Work task A>
Translate this sentence from the resistor discussion below into Spanish: "If the 4 resistors are in series, they will total 800 ohms."
Work task B>
Write what comes next in the forum post on series and parallel resistors below, starting after its final sentence.
*** Text shown ***
Original poster: "Edward Wingate by way of Terry Fritz <twftesla-at-qwest-dot-net>" <ewing7-at-rochester.rr-dot-com>

Tesla list wrote:
> 
> Original poster: "David Speck by way of Terry Fritz <twftesla-at-qwest-dot-net>"
<dave-at-davidspeckmd-dot-org>
> 
> Ed,
> I think we are speaking different languages, but saying the same thing.
> 
> If the 4 resistors are in series, they will total 800 ohms.  Passing 1
> amp through the string will dissipate a total of 800 watts, 200 watts in
> each resistor, with a voltage drop of 200 volts across each resistor.
>  Power (watts) = (I ^ 2) * R. = V * I
> 
> If the four resistors are in parallel, they will have a combined
> resistance of 50 ohms.  Putting 200 volts at 4 amps across the parallel
> set will still dissipate 200 watts in each resistor, or a total, again,
> of 800 watts.
*** Dataset content ***
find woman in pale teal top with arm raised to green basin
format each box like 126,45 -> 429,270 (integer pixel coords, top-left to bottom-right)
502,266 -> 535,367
***
Exercise response A>
Si las 4 resistencias están en serie, sumarán en total 800 ohmios.

Exercise response B>
> 
> When you series resistors of differing wattages, the current of the
> chain is determined by the power dissipation ability of the smallest
> wattage rated resistor in the chain.  Whatever level of current makes
> the maximum dissipation in the smallest rated resistor will be the
> maximum current the chain can sustain without burning out the smallest
> resistor.
> 
> Dave

Dave,

You are correct!

I sure didn't state the case very well and should have been more
specfic.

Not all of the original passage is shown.